Entries taken from a collection
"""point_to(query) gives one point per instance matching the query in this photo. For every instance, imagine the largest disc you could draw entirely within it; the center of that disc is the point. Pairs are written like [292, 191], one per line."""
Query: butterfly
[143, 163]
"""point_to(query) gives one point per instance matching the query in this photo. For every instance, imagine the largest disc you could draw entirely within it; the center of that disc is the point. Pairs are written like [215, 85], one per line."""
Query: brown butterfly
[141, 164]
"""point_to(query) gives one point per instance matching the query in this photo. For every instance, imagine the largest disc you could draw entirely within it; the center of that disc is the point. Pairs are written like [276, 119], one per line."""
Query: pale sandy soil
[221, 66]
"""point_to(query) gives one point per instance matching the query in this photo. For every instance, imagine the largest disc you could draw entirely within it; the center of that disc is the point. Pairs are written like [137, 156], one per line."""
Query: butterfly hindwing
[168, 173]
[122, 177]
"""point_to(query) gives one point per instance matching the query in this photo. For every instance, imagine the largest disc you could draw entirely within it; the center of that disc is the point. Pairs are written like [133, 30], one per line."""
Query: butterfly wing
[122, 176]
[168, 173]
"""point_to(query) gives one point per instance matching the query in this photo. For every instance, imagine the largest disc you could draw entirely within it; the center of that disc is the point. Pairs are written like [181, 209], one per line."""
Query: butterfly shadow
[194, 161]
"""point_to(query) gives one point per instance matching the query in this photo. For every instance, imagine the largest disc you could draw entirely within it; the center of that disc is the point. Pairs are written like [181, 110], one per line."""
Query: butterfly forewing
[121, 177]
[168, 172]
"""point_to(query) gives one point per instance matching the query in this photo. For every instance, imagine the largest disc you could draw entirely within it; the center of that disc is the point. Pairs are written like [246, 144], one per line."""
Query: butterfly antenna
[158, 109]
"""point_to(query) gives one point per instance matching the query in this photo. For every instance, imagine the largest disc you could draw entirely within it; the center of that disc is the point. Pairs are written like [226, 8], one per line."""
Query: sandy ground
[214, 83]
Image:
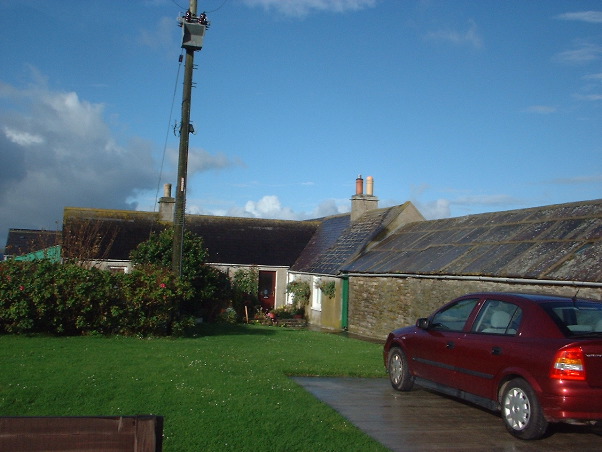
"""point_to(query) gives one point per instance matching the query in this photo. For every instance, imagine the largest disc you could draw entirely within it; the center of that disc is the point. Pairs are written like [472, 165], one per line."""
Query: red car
[537, 359]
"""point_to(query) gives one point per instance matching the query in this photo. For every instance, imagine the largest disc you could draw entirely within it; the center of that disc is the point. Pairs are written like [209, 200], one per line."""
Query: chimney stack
[359, 185]
[360, 202]
[167, 205]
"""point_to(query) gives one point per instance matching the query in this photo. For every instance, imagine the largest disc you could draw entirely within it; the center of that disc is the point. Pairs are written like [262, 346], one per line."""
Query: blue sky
[459, 106]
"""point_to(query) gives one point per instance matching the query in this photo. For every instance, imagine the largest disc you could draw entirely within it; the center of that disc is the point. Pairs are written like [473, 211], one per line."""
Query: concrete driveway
[424, 421]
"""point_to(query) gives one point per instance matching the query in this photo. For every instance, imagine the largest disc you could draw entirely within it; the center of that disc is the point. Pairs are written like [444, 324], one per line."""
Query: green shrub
[65, 299]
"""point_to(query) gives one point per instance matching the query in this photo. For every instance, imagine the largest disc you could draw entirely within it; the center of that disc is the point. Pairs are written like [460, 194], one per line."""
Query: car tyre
[521, 412]
[399, 372]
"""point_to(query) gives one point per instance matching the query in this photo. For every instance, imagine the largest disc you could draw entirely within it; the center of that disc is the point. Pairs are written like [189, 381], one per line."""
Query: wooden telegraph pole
[194, 29]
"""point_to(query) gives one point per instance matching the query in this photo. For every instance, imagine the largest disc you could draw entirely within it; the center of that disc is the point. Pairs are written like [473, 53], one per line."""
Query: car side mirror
[423, 323]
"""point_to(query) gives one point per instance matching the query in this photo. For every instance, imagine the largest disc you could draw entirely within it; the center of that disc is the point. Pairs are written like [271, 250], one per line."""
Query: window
[576, 317]
[316, 295]
[498, 317]
[454, 317]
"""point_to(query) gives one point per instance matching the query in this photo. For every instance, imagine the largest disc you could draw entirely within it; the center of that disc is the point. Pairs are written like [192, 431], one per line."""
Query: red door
[267, 289]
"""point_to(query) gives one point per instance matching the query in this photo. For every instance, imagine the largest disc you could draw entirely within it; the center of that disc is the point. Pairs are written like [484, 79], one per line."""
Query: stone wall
[378, 305]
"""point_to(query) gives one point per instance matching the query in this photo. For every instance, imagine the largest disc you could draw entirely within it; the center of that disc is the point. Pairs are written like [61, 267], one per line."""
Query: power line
[173, 99]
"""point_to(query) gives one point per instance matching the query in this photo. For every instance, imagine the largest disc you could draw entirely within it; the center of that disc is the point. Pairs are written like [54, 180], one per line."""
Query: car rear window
[576, 318]
[498, 317]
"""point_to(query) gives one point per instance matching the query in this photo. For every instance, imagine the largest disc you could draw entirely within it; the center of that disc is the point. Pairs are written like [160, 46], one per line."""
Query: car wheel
[521, 411]
[399, 373]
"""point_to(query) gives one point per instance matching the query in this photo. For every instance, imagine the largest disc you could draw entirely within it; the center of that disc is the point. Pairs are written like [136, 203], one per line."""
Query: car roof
[534, 297]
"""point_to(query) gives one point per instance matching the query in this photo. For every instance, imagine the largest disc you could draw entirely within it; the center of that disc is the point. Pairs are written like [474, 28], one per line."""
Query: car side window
[454, 317]
[498, 317]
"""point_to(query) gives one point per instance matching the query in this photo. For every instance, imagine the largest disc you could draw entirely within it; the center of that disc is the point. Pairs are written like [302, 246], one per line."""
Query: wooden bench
[84, 434]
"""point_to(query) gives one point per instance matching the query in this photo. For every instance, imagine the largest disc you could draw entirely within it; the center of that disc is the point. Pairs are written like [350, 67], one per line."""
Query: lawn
[226, 389]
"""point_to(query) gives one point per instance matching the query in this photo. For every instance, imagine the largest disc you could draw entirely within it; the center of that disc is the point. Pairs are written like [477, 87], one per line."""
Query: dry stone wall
[378, 305]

▶ _HOW TO COMPLETE THIS TASK_:
In this exercise, set down all of the data exactly, without the pictures.

▶ _EXERCISE RESPONSE_:
"""point_to(query) gives one point per instance matching the query in this photo. For every instance, imagine the largest disc you could draw entirely within it; the center of that disc is the point. Pairs are written like [292, 191], one per line."""
Query: butterfly
[143, 163]
"""point_to(query) gives one point per instance matching the query in this photo. For every instance, imagine the largest disc you could draw entirely within it; the center of that disc is the point. Pairs are written like [215, 85], one per line."""
Query: brown butterfly
[141, 164]
"""point_to(query) gives one point per instance matching the query in this photo. For every instance, imagine the largest disc you could draw entirely within it; the center of that disc is the point. Pairs are written like [276, 119], one per line."""
Query: pale sandy soil
[221, 66]
"""point_to(query) gives one point per instance matching the query in this photo. For every instance, imagine the largest disc you could draw entirely within it; the center of that disc is the point. Pairs are written like [137, 156], one per line."""
Query: butterfly hindwing
[168, 173]
[122, 177]
"""point_to(query) gives one point per instance matching the query in this photo. For every instance, imagine the largest disc you could draw entirely within it; the center of that disc is the point. Pairs are written like [133, 30], one per line."""
Query: butterfly wing
[122, 176]
[168, 173]
"""point_to(query) gives one point per instance matching the query in this photo. For every instance, imagine the largest disc you could draw entirely within it; the center of that disc is the point. Pairs are written like [181, 209], one per line."""
Query: butterfly shadow
[194, 161]
"""point_to(query) gives one point per instance matching the query in this photo. For every instance, imagine the largest disc you could draw entirely within it; the center of that disc is the point. Pairs are written like [181, 110], one per line."""
Query: butterfly forewing
[121, 177]
[168, 172]
"""point_to(query) gives one point per instance matching the query in this photo. For every instance, imagine the largest disc you could draw entirely within it; the center of that disc is the point. Pairs are written like [246, 144], one per line."""
Query: butterfly antenna
[158, 109]
"""point_to(query) gives one point per instance matching the query in this photo. For every instance, imagine the largest disc you could draw entirely within it; the center of that disc is the point. Pairs are written like [226, 8], one per line."""
Query: sandy ground
[214, 83]
Image:
"""point_to(query) gives one point per instance matching the query in this photo. For every instance, imagine the largest disc you could draw entirely within it; the center of that disc is the point. Pairs are written like [472, 165], one per line."""
Query: red car
[537, 359]
"""point_to(query) gives one point per instance matching the query in this photo. For every instance, imagine the largest disc you could draw entirely within it; the center of that disc is the point. Pairs are written like [209, 200], one per line."""
Query: chimney stack
[359, 185]
[360, 202]
[167, 205]
"""point_to(query) gives one point per instance matching the query in this photo. For every instance, imagine the largest disc you could draw entirely within it; the center of that disc is the point. Pairs are written like [262, 346], one per line."""
Query: blue sky
[459, 106]
"""point_to(query) gives one point per instance matching the query in this photo. For every instance, imagine the largest disc you could draw entirely within it; the center of that disc is the point. Pairs are written like [473, 211], one per line."""
Query: concrete driveway
[424, 421]
"""point_to(query) gives one point per instance matching the query in this photo. For every instance, imagine the largest disc you could draw entirely within it; the center of that disc is the point. Pairs are written like [444, 324], one per line."""
Query: green shrub
[65, 299]
"""point_to(query) gives one point per instance matching the query in this photo. For every instance, imagine the largest disc you could draw entirely within it; the center of that disc is the point. Pairs are written like [460, 194], one per line."""
Query: car tyre
[521, 412]
[399, 372]
"""point_to(query) gives one point per instance matching the query in this photo. For every instance, imagine the largest disc you could draw entirely within it; the center of that disc is the point. Pairs are written like [189, 381], one per line."""
Query: wooden telegraph pole
[194, 29]
"""point_to(query) gives one point per instance matching the query in this photo. For every instance, imagine the largest disc you could draw entirely within it; the center of that disc is the point. Pairs are written like [473, 53], one per line."""
Query: car side mirror
[423, 323]
"""point_to(query) gives one point per instance matching the query in this photo. For every instance, imagine the largest disc you could draw entirely within it; the center of that disc is the point. Pairs are written like [271, 250], one per line."""
Query: window
[576, 317]
[316, 295]
[498, 317]
[454, 317]
"""point_to(query) gives one point per instance matching the query in this photo. For every instance, imagine the largest disc you could draw entirely within it; the center of that disc is the point. Pairs are written like [192, 431], one per line."""
Query: red door
[267, 289]
"""point_to(query) gives one point per instance matching the query in this photo. For every instance, imagine the largest disc you could draw entirely within it; the center of that disc is the point. Pairs are written like [484, 79], one per line."""
Query: stone wall
[378, 305]
"""point_to(query) gives one point per instance matching the query in this photo. For every instance, imagine the largest disc you could draw entirely within it; the center of that disc is the point. Pairs are written like [61, 267], one per line."""
Query: power line
[173, 99]
"""point_to(query) gives one point per instance matching the query in this photo. For every instance, imagine the largest disc you could draw entirely within it; the center of that disc is the point. Pairs are written like [54, 180], one per line."""
Query: car rear window
[576, 318]
[498, 317]
"""point_to(query) gives one point per instance matching the query in this photo. For every instance, imagine the largest disc you could draw entirely within it; the center of that disc is the point. Pairs are written like [160, 46], one per line."""
Query: car wheel
[521, 411]
[399, 373]
"""point_to(query) gives one point per instance matching the query in this photo. For every instance, imagine the largest disc you could draw entirely within it; the center of that disc is the point. Pairs are written like [136, 203], one per line."""
Query: car roof
[534, 297]
"""point_to(query) gives one point per instance matching the query in this photo. For every instance, imagine the largest disc you could draw entirely within it; the center of that disc is the point. Pairs are written like [474, 28], one per line."""
Query: car side window
[454, 317]
[498, 317]
"""point_to(query) gives one point per instance matching the query in this photo. For every instance, imagine the largest disc you could draw entirely within it; the center of that disc is the point. Pairs are written like [302, 246], one per line."""
Query: wooden bench
[84, 434]
"""point_to(query) gives one point per instance matching the query in this photo. For every instance, imagine the largest disc you could draw entirely within it; the center of that disc is the point. Pairs are written like [350, 67], one per line."""
Query: lawn
[226, 389]
"""point_to(query) gives one point per instance matching the query in this photo. For every instance, imagine the largest disc you could draw entirely within it; the center of that disc is the point. Pairs are written like [477, 87], one per line."""
Query: dry stone wall
[378, 305]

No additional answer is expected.